Extract to read ▸
Huang, H. F., Braithwaite, V., Tsutomi, H., Hosoi, Y., & Braithwaite, J. (2012). Social capital, rehabilitation, tradition: Support for restorative justice in Japan and Australia. Asian Journal of Criminology, 7(4), 295-308.
Abstract
‘This paper investigates the attitudes and beliefs that the public hold about criminal behaviour in Japanese and Australian society, with a view to uncovering sources of resistance to, and support for, restorative justice. The study draws on a survey of 1,544 respondents from Japan and 1,967 respondents from Australia. In both societies, restorative justice met with greater acceptance among those who were (1) strong in social capital, (2) believed in offender reintegration and rehabilitation, (3) saw benefits for victims in forgiveness, and (4) were advocates for victims’ voices being heard and amends made. The alternative ‘just deserts’ and deterrence models for dealing with crime were grounded in attitudes of punitiveness and fear of moral decay, and reservations about the value of reintegrating and rehabilitating offenders. Like restorative justice supporters, ‘just deserts’ and deterrence supporters expressed concern that victims’ voices be heard and amends made. Winning public support for competing institutional arrangements may depend on who does best in meeting expectations for meeting the needs of victims.’
Commentary
The development of restorative justice in Japan presents numerous interesting aspects. Among these are some cultural motives such as the belief in offender rehabilitation and shaming. This valuable article explores some of these aspects, in depth.
Yoshida, T. (2012). Confession, apology, repentance and settlement out-of-court in the Japanese criminal justice system–is Japan a model of ‘restorative justice’?. In Restorative Justice in Context (pp. 201-224). Willan.
Abstract
‘Apart from bodily injury or manslaughter caused by negligence in traffic offences, the Japanese police registered 2,033,546 Criminal Code offences in 1998. The ratio of frequency, that is, the number of criminal cases registered by the police per 100,000 residents amounts to 1,608. Japan’s crime rate decreased from 1948 to 1978 almost continuously (1948: 2,000; 1973: 1,091), but since then it has gradually increased (1974: 1,095; 1997: 1,506). Still, Japan shows lower figures when compared to Western industrialized states (Research and Training Institute of the Ministry of Justice 1999).2 Japan’s crime rate, being the lowest of all advanced nations, may astonish Western observers. Some criminologists in foreign countries, such as Haley (1989, 1991, 1999) from the United States and Braithwaite (1989) from Australia have looked for the causes of the low Japanese crime rate. They say that it results mainly from the underlying assumption of ‘restorative justice’ that has traditionally been practised in Japanese criminal justice. Haley states that ‘victim-offender mediation’ ‘is an essential feature of Japan’s success and should be expanded in the United States and other criminal justice systems along with other elements of the restorative model, while ‘there are no victim-offender mediation programs in Japan. No mediator training agencies exist. There are no statistics or studies. Mediation is a normal aspect of daily life.’ So the practice and theory of Japanese criminal justice deserves a closer look.‘
Commentary
Another critical study unpacking and challenging the supposed culturally-rooted ‘restorativeness’ of Japan’s criminal justice
Wong, D. S. W., & Mok, L. W. Y. (2010). Restorative justice and practices in China. British Journal of Community Justice, 8(3).

Extracted material ▸
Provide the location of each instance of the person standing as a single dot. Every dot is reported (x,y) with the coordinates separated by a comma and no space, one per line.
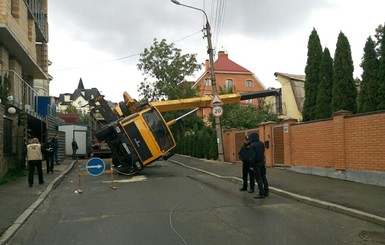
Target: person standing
(74,149)
(259,165)
(247,171)
(35,158)
(55,146)
(49,155)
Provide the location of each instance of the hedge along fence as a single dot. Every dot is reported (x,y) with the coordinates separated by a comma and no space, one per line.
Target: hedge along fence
(200,144)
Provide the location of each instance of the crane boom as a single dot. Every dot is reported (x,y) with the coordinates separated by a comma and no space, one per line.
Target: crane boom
(201,102)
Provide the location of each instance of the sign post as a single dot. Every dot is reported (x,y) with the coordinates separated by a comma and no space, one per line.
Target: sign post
(95,166)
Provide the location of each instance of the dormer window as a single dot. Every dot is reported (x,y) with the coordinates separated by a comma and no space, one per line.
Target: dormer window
(208,82)
(229,83)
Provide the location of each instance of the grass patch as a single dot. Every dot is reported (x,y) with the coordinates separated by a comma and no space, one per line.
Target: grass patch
(12,175)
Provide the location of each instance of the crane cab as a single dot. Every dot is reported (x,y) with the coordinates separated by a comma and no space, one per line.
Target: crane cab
(138,139)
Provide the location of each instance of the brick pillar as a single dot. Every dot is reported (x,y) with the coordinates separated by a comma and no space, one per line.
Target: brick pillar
(265,131)
(229,151)
(338,140)
(287,122)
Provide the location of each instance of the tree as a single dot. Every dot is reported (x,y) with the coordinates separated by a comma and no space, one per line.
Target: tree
(380,35)
(369,86)
(324,93)
(314,55)
(71,109)
(165,68)
(344,93)
(244,117)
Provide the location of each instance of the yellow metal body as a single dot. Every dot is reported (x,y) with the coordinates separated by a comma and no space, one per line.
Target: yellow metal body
(201,102)
(147,146)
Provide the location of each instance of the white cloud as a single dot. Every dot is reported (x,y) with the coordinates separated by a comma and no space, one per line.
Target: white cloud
(88,38)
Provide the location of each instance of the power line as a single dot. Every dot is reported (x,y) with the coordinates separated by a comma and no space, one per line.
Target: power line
(117,59)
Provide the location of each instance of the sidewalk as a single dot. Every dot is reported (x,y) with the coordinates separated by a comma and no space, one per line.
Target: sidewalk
(18,201)
(367,202)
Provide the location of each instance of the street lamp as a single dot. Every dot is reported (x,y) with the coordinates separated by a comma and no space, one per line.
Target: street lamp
(213,81)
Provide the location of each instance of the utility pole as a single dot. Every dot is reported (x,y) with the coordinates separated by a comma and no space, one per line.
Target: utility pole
(210,51)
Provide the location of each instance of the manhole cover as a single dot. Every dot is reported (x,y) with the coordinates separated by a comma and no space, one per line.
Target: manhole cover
(373,236)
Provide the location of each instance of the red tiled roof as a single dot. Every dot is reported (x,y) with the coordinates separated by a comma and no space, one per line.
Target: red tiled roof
(223,63)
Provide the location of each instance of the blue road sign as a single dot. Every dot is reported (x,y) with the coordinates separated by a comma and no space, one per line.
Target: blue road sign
(95,166)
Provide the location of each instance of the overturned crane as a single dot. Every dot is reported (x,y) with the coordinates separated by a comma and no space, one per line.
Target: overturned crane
(138,134)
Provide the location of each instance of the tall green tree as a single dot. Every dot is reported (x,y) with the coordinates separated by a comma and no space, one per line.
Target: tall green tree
(344,89)
(314,54)
(380,35)
(369,86)
(165,68)
(324,93)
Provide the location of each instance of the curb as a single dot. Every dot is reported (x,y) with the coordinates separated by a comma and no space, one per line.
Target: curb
(24,216)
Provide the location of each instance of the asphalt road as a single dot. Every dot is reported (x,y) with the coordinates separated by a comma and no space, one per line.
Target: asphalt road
(169,204)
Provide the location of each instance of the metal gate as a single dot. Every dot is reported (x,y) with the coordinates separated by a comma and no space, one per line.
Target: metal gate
(278,146)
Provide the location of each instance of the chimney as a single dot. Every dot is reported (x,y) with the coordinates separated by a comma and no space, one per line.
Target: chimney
(222,53)
(207,65)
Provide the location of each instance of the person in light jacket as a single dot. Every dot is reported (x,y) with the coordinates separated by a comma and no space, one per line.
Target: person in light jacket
(34,158)
(74,149)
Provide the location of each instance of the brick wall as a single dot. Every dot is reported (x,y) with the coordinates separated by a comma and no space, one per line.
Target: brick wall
(344,142)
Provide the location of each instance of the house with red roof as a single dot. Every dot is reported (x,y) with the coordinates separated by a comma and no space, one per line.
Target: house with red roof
(228,75)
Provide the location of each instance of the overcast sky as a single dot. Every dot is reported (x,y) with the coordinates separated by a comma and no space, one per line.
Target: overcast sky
(100,41)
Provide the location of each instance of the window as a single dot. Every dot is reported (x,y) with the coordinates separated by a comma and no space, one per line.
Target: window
(229,83)
(207,82)
(15,8)
(7,136)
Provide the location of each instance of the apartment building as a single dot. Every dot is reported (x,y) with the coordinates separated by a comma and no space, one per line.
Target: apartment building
(24,73)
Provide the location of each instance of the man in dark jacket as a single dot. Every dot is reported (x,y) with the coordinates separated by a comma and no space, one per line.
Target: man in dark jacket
(48,151)
(259,165)
(247,171)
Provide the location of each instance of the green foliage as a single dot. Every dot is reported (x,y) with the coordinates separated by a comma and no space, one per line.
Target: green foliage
(198,142)
(380,35)
(369,87)
(324,92)
(344,88)
(314,55)
(71,109)
(164,68)
(244,117)
(84,120)
(5,87)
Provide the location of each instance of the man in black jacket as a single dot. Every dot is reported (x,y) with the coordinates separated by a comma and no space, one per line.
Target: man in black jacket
(259,165)
(247,171)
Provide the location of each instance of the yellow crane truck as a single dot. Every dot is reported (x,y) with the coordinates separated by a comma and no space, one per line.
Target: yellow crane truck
(137,133)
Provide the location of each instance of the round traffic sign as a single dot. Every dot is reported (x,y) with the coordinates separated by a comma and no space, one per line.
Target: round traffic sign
(95,166)
(217,111)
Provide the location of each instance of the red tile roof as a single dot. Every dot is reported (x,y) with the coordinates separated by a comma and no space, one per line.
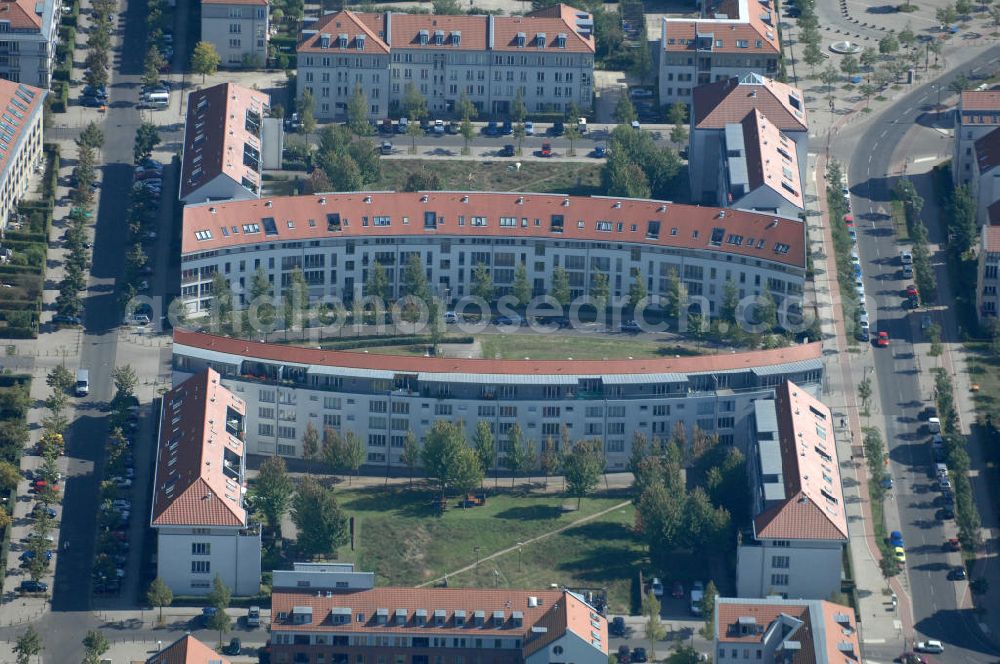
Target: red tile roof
(814,497)
(216,134)
(556,610)
(191,487)
(305,217)
(980,100)
(19,104)
(402,363)
(730,100)
(988,151)
(350,23)
(772,159)
(188,650)
(22,14)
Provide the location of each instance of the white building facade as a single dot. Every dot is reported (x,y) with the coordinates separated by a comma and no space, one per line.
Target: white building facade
(238,29)
(546,58)
(20,143)
(381,398)
(199,511)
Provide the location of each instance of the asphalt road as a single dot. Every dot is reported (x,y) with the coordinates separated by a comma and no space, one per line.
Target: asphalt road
(935,605)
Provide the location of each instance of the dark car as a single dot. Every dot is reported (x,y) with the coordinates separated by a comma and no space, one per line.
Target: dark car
(958,574)
(33,587)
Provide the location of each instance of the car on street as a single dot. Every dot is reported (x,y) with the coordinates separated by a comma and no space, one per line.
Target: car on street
(234,647)
(30,586)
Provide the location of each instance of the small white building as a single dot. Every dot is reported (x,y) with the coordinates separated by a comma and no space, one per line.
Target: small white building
(20,142)
(799,523)
(238,29)
(199,509)
(732,38)
(225,139)
(978,114)
(719,105)
(784,631)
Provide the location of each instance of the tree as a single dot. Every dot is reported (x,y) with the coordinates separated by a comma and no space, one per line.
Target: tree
(205,59)
(411,453)
(377,285)
(599,290)
(415,278)
(28,644)
(521,289)
(637,290)
(321,524)
(147,137)
(357,113)
(482,282)
(310,442)
(307,111)
(560,286)
(353,454)
(159,595)
(484,445)
(95,644)
(624,110)
(273,491)
(582,466)
(655,630)
(219,598)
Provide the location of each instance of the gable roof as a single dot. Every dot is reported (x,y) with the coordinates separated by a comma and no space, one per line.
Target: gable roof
(19,105)
(218,136)
(988,151)
(187,650)
(813,506)
(772,159)
(730,100)
(348,23)
(198,458)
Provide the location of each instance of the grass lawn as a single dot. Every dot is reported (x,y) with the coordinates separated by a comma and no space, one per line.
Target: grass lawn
(557,347)
(403,539)
(578,178)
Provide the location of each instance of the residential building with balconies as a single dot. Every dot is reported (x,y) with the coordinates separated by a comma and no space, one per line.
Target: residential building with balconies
(199,512)
(546,58)
(21,127)
(731,39)
(238,29)
(28,38)
(799,526)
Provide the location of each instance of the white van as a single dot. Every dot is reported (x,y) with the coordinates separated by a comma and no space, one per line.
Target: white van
(82,382)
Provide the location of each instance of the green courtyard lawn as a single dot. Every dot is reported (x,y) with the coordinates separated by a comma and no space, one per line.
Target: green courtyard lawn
(405,541)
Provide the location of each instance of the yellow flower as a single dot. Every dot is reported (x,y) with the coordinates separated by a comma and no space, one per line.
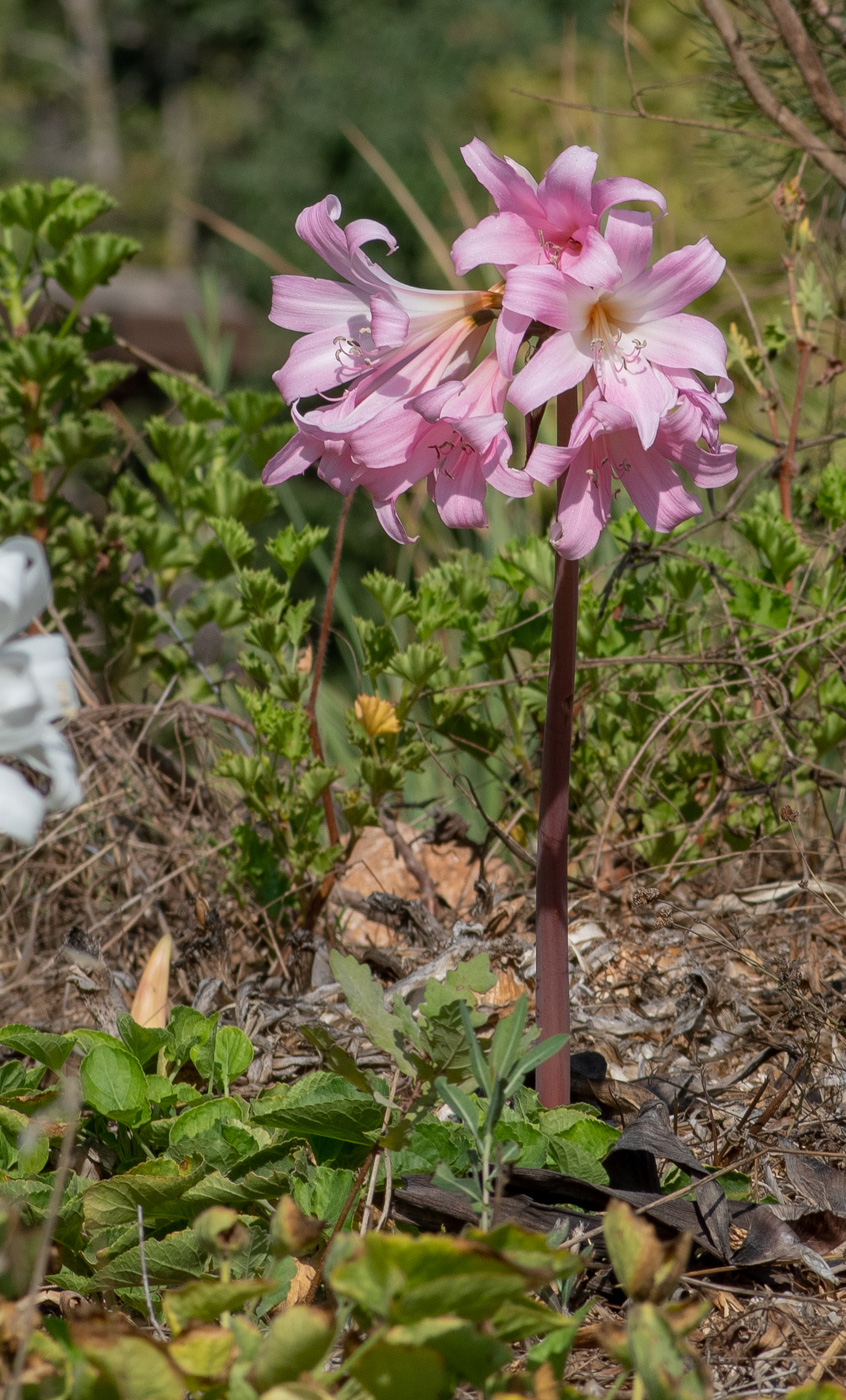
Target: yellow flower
(377,716)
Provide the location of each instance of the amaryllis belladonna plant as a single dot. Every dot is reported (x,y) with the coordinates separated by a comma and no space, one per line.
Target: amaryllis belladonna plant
(392,384)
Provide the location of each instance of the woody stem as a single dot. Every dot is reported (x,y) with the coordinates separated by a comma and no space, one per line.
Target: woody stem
(551,927)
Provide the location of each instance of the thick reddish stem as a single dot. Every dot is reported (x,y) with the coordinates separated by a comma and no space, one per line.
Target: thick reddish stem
(552,975)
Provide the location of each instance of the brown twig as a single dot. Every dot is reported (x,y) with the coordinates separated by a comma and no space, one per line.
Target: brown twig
(787,468)
(236,235)
(810,65)
(659,116)
(409,860)
(824,11)
(406,202)
(45,1241)
(552,986)
(318,1274)
(766,100)
(318,664)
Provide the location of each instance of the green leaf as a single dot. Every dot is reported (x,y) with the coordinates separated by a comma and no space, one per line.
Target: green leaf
(28,203)
(45,1046)
(321,1103)
(390,594)
(419,664)
(80,207)
(144,1042)
(233,1056)
(186,1028)
(251,410)
(234,536)
(137,1368)
(366,1000)
(388,1372)
(205,1299)
(507,1039)
(156,1186)
(177,1259)
(90,261)
(573,1161)
(203,1353)
(114,1084)
(292,546)
(203,1117)
(296,1341)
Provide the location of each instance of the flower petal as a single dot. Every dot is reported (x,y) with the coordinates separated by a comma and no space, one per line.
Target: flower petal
(366,231)
(314,304)
(656,487)
(630,235)
(503,240)
(507,480)
(460,499)
(548,462)
(643,392)
(684,342)
(24,584)
(566,189)
(510,186)
(708,469)
(556,366)
(619,189)
(391,524)
(294,458)
(388,322)
(21,808)
(544,294)
(671,283)
(584,507)
(591,261)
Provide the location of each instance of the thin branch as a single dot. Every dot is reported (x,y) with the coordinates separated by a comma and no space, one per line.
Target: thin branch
(45,1241)
(628,55)
(810,65)
(157,1329)
(766,100)
(318,664)
(657,116)
(236,235)
(454,188)
(834,21)
(787,468)
(406,202)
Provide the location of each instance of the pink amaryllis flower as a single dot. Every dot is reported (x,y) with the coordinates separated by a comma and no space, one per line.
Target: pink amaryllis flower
(453,433)
(555,223)
(605,447)
(628,331)
(366,322)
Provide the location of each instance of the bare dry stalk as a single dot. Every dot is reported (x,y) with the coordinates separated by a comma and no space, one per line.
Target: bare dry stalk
(771,105)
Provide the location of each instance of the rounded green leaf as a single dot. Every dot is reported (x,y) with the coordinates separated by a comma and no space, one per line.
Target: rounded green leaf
(114,1084)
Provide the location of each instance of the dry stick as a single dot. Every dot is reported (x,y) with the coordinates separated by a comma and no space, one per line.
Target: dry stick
(236,235)
(552,983)
(787,469)
(39,1267)
(766,100)
(810,65)
(406,202)
(345,1210)
(834,21)
(659,116)
(318,664)
(158,1330)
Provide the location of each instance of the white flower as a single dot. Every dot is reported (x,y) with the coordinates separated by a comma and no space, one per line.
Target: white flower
(35,689)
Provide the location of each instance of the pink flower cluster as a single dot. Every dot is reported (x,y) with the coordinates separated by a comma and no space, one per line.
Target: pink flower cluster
(408,392)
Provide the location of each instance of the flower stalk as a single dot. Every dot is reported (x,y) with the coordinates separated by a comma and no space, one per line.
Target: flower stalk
(551,927)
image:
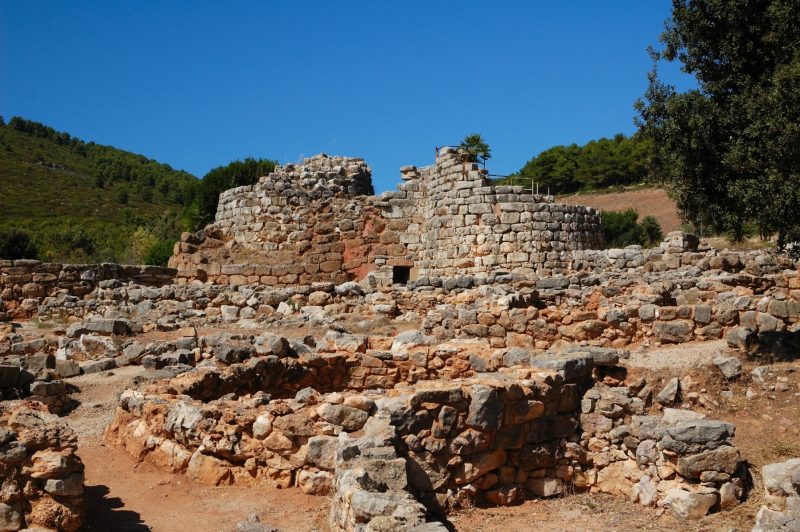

Work request 1 ▸ Retype everything in the restorative justice reading list from "Huang, H. F., Braithwaite, V., Tsutomi, H., Hosoi, Y., &" down to "Criminology, 7(4), 295-308.".
Work request 2 ▸ According to the restorative justice reading list, how many respondents from Japan took part in the survey comparing Japan and Australia?

Problem solution 1 ▸
Huang, H. F., Braithwaite, V., Tsutomi, H., Hosoi, Y., & Braithwaite, J. (2012). Social capital, rehabilitation, tradition: Support for restorative justice in Japan and Australia. Asian Journal of Criminology, 7(4), 295-308.

Problem solution 2 ▸ 1,544 respondents